■ Text block
•••

From: "Darrick J. Wong" <darrick.wong@oracle.com>
To: Brian Foster <bfoster@redhat.com>
Cc: linux-xfs@vger.kernel.org
Subject: Re: [PATCH 03/10] xfs: clear BAD_SUMMARY if unmounting an unhealthy filesystem
Date: Tue, 2 Apr 2019 11:16:14 -0700 [thread overview]
Message-ID: <20190402181613.GE5147@magnolia> (raw)
In-Reply-To: <20190402135341.GF2899@bfoster>
On Tue, Apr 02, 2019 at 09:53:41AM -0400, Brian Foster wrote:
> On Tue, Apr 02, 2019 at 06:40:10AM -0700, Darrick J. Wong wrote:
> > On Tue, Apr 02, 2019 at 09:24:45AM -0400, Brian Foster wrote:
> > > On Mon, Apr 01, 2019 at 10:10:28AM -0700, Darrick J. Wong wrote:
> > > > From: Darrick J. Wong <darrick.wong@oracle.com>
> > > >
> > > > If we know the filesystem metadata isn't healthy during unmount, we want
> > > > to encourage the administrator to run xfs_repair right away. We can't
> > > > do this if BAD_SUMMARY will cause an unclean log unmount to force
> > > > summary recalculation, so turn it off if the fs is bad.

•••

■ Provided data
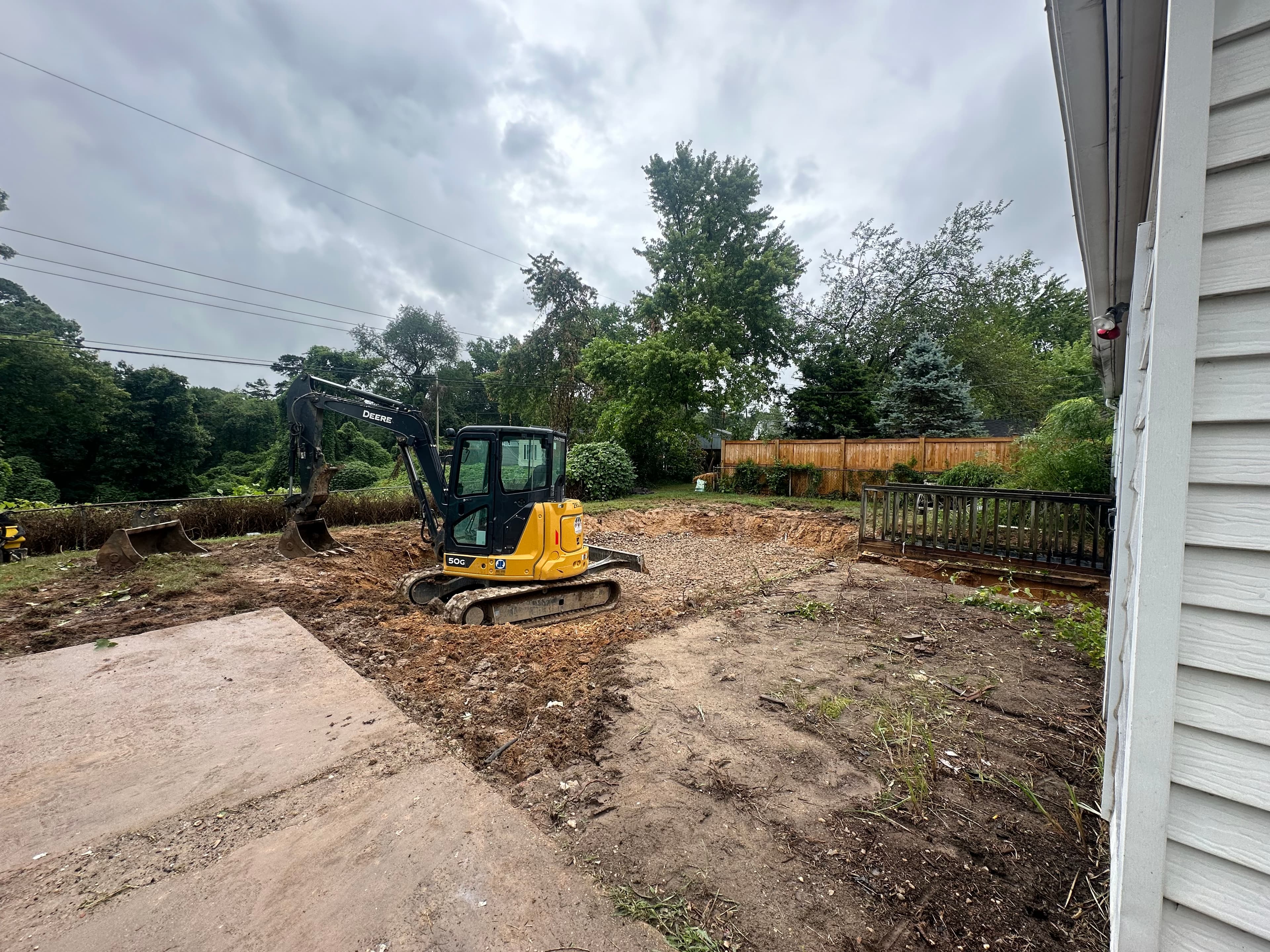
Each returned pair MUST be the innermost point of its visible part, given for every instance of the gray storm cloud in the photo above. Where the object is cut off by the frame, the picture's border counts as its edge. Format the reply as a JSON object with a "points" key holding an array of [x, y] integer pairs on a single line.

•••

■ Exercise goal
In the email:
1. What date is given on its Date line?
2. Which address is in the Cc line?
3. Which tool should the administrator be encouraged to run right away?

■ Exercise answer
1. Tue, 2 Apr 2019
2. linux-xfs@vger.kernel.org
3. xfs_repair